SHORT EXERCISE A — Print the passage on Aztec divisions of time word for word, in full.

EXTRACT PROVIDED —
Totems of the Aztec Lords of the Day

In Aztec culture, notions of time are central and perhaps inordinately important in terms of fate. Life was embedded in and permeated by strict divisions of divinatory time, starting with the agricultural and ceremonial calendars, in which respectively the 20 named days of the “month” were counted in 13 numbered days of the “week” (trecena). The basic division of the day was, of course, between day and night (with Cipactonal as god of the daytime and Oxomoco as goddess of the nighttime). This is where things get strange from our modern perspective.

Having no clocks per se, the Aztecs decided there were 13 “hours” in the daytime and 9 in the night. Probably with only an amorphous measure for a “minute,” I doubt they even thought about an Aztec “second.” Their 22-hour diurnal cycle meant their hour was in our terms almost 65½ minutes long. Thus their day lasts 14.18 and night 9.82 of our hours. It would be interesting to compare those figures with average periods of light and dark at the latitude of Mexico City.

Labeled shape rows
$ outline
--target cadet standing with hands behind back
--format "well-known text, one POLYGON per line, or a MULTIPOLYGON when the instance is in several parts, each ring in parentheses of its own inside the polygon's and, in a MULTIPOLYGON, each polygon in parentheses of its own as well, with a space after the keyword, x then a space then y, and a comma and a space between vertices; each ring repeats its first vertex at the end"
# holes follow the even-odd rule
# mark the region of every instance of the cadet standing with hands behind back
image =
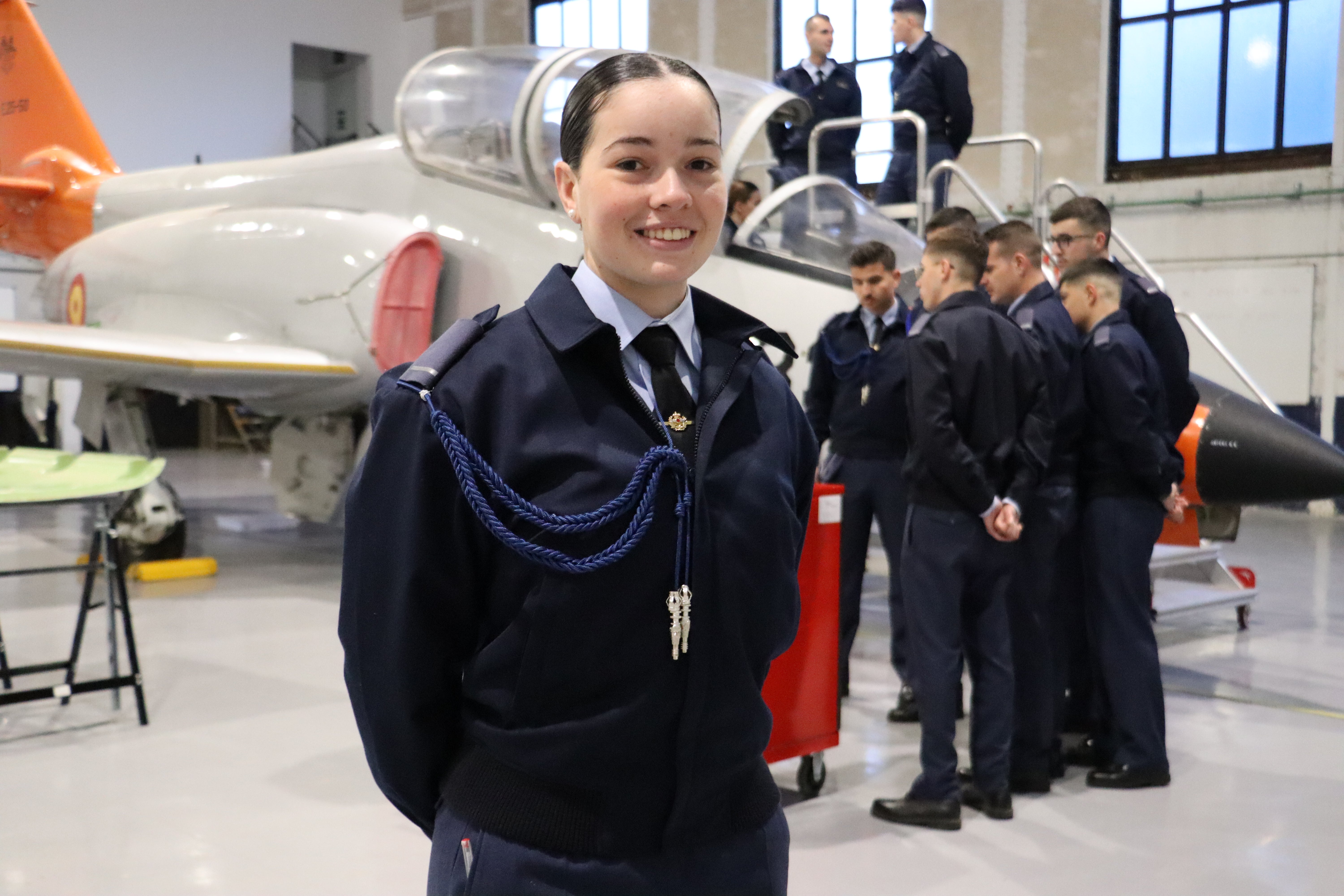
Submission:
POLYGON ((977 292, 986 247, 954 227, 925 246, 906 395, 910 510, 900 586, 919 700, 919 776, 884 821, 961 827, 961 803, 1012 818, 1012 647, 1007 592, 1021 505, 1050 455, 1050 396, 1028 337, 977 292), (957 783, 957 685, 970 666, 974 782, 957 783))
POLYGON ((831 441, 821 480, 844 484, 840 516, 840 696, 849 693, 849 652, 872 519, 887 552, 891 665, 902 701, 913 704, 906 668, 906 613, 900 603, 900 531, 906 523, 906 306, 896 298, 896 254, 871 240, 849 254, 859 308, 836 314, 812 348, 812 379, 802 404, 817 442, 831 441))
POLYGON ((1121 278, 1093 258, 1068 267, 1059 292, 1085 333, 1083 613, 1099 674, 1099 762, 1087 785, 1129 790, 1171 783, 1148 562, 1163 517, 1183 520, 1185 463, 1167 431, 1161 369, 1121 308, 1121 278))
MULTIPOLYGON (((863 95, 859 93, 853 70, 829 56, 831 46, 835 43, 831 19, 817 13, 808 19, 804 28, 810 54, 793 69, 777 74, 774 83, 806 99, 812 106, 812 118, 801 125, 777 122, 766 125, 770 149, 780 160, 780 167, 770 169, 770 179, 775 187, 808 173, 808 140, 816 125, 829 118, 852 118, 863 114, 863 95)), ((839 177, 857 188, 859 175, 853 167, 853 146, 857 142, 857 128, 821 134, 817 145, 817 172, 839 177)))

--

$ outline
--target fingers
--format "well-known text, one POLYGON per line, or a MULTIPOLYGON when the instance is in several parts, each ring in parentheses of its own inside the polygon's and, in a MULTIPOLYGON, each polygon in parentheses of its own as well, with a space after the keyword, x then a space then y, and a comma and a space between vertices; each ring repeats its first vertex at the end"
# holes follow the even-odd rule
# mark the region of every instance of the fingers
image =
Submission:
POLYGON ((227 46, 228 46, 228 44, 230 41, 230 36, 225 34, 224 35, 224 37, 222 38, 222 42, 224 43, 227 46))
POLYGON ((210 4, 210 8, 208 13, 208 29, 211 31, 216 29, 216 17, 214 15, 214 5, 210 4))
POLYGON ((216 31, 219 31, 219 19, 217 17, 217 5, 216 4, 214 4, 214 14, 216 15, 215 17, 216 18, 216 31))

SHORT EXERCISE B — Count the lines of the rows that contain the string "region", treating case as significant, and reply with the number only.

EXERCISE SOLUTION A —
Totems of the Aztec Lords of the Day

In Aztec culture, notions of time are central and perhaps inordinately important in terms of fate. Life was embedded in and permeated by strict divisions of divinatory time, starting with the agricultural and ceremonial calendars, in which respectively the 20 named days of the “month” were counted in 13 numbered days of the “week” (trecena). The basic division of the day was, of course, between day and night (with Cipactonal as god of the daytime and Oxomoco as goddess of the nighttime). This is where things get strange from our modern perspective.

Having no clocks per se, the Aztecs decided there were 13 “hours” in the daytime and 9 in the night. Probably with only an amorphous measure for a “minute,” I doubt they even thought about an Aztec “second.” Their 22-hour diurnal cycle meant their hour was in our terms almost 65½ minutes long. Thus their day lasts 14.18 and night 9.82 of our hours. It would be interesting to compare those figures with average periods of light and dark at the latitude of Mexico City.

EXERCISE SOLUTION B — 2